Extrait du texte -
....................

Personnes âgées ? Population qui ne peut se permettre l’acquisition de matériel informatique ? Oui, bien sûr, ils sont les plus touchés. Mais les autres … ? Les 18-50 ans, intégrés dans le monde socio-professionnel ? Ils existent. À la manière des illettrés qui parviennent à passer inaperçus, ces personnes, qui restent en marge d’une sphère impénétrable, ont imprégné toutes les couches de la société. 

Partez à la découverte de l’une d’entre elles : Isabelle, 38 ans, professeur des écoles. Ni son âge, ni sa profession ne laissait présager cette exclusion du monde numérique. On a tenté une première interview par visioconférence. Et il a fallu se rendre rapidement à l’évidence : l’activation du son dans un menu où les paramètres et les options à cocher sont innombrables a définitivement découragé notre professeur à papoter via l’écran. Le rendez-vous dans un café est pris.

Isabelle se tient donc face à moi, sereine, souriante. Quand la plupart d’entre nous avons le réflexe de poser notre smartphone sur la table, ici, elle restera vide. 

Un wagon dans lequel elle n’est jamais montée

Bonjour Isabelle ! Tu te considères aujourd’hui comme une paria de l’informatique, tu crains le clavier comme un illettré craint le stylo. Quand est-ce que la rupture a commencé ?

Bonjour Cathy ! Déjà en cours de 5ème, en technologie, je sentais bien un décalage. Même les jeux vidéo me rebutaient. Beaucoup de mes camarades avaient un ordinateur chez eux. Arrivée à la fac, je n’en avais toujours pas. Le retard vient peut-être de là. Mon grand frère, qui avait 12 ans de plus que moi, et qui était dans une école de pub, s’obstinait à utiliser le crayon et critiquait vivement l’outil informatique. Est-ce que j’ai été bercée dans cette idée ? C’est probable.

....................

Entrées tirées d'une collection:
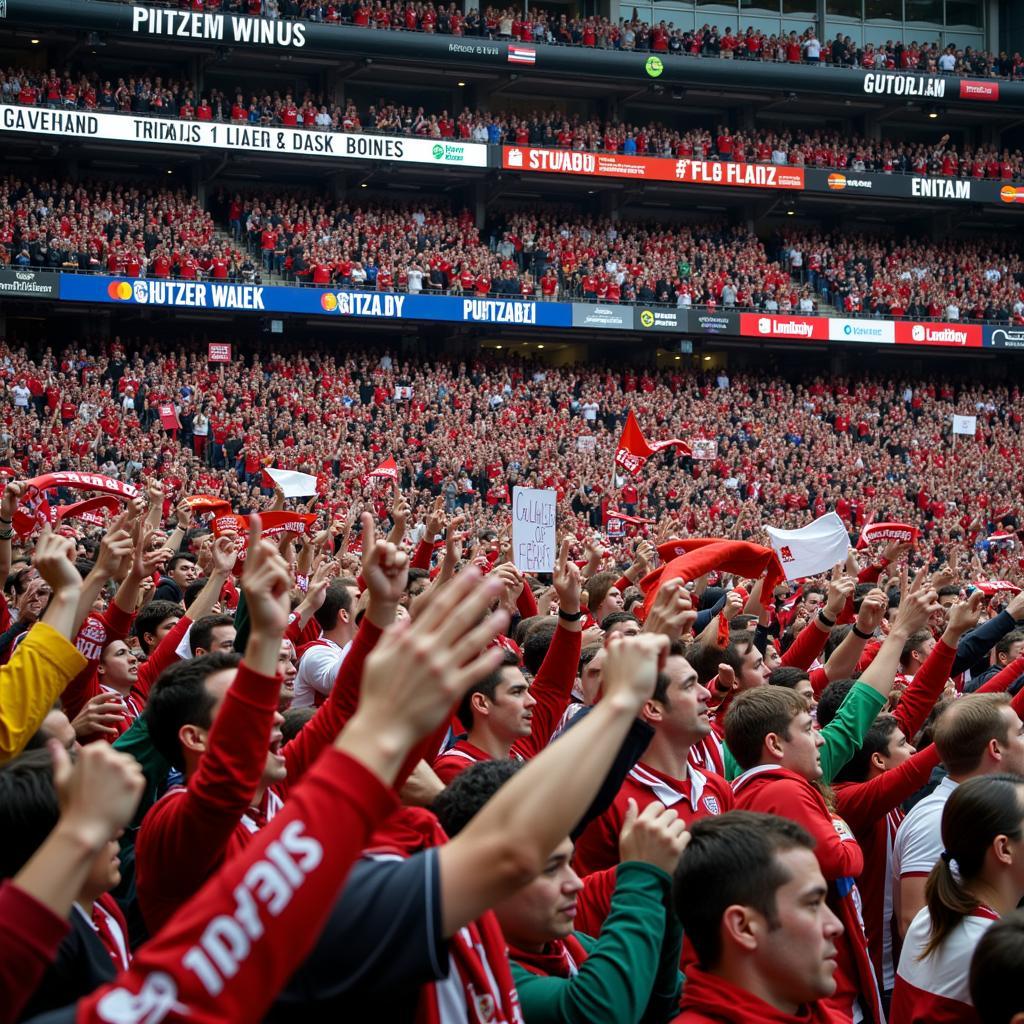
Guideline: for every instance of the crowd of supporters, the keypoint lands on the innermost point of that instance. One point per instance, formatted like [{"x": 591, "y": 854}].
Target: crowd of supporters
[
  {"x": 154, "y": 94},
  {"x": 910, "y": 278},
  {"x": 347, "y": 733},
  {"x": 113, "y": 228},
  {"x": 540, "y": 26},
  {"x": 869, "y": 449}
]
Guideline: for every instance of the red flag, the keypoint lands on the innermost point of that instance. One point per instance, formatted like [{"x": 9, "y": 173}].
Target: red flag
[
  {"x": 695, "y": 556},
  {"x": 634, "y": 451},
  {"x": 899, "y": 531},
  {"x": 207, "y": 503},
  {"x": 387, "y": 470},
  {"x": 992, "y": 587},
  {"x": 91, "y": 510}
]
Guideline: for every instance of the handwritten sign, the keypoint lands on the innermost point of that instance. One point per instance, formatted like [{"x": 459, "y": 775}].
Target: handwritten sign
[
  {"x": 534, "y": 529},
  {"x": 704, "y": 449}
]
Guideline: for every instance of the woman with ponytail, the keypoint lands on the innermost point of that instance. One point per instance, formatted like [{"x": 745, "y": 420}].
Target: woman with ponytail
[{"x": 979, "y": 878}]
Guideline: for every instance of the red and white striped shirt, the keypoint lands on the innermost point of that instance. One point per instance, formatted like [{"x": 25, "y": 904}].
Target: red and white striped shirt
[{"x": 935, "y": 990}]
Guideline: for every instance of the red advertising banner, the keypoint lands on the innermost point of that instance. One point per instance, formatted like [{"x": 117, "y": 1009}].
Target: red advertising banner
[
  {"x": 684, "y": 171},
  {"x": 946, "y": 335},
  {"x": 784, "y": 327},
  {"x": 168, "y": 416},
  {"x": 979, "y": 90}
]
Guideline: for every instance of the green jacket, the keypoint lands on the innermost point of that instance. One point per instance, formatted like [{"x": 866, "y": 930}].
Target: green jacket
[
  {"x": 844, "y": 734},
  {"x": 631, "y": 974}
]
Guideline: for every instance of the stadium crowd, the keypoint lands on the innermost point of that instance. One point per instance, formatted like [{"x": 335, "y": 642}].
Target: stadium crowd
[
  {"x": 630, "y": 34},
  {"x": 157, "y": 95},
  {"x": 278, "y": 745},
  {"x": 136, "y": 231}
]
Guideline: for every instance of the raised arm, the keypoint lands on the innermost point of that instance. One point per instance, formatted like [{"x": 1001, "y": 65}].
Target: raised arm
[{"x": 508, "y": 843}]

....................

Consignes -
1) Recopiez le passage de l'extrait sur l'exclusion numérique compris entre « Personnes âgées ? » et « de la société. », ces deux bornes incluses.
2) Relevez dans l'extrait sur l'exclusion numérique toutes les phrases qui se terminent par un point d'interrogation.
3) Reprenez l'extrait sur l'exclusion numérique là où il s'interrompt et écrivez la suite.

Réponses -
1)
Personnes âgées ? Population qui ne peut se permettre l’acquisition de matériel informatique ? Oui, bien sûr, ils sont les plus touchés. Mais les autres … ? Les 18-50 ans, intégrés dans le monde socio-professionnel ? Ils existent. À la manière des illettrés qui parviennent à passer inaperçus, ces personnes, qui restent en marge d’une sphère impénétrable, ont imprégné toutes les couches de la société.

2)
- Personnes âgées ?
- Population qui ne peut se permettre l'acquisition de matériel informatique ?
- Mais les autres … ?
- Les 18-50 ans, intégrés dans le monde socio-professionnel ?
- Quand est-ce que la rupture a commencé ?
- Est-ce que j'ai été bercée dans cette idée ?

3)
Aujourd’hui, tu te retrouves à l’écart d’un univers. Quels sentiments, quelles émotions cela a fait-il naître ?

Un sentiment d’impuissance : chaque utilisation est quasiment synonyme d’un nouvel obstacle. Ma mémoire essaye en permanence de photographier des procédures et non de comprendre le fonctionnement de la machine. Du coup, dès que quelque chose change, je suis totalement perdue et totalement dépendante d’une tierce personne. Le manque d’autonomie est récurrent. J’ai très souvent besoin d’une aide, que ce soit au travail ou dans ma vie personnelle. C’est très gênant à la longue, je deviens un petit boulet, quoi !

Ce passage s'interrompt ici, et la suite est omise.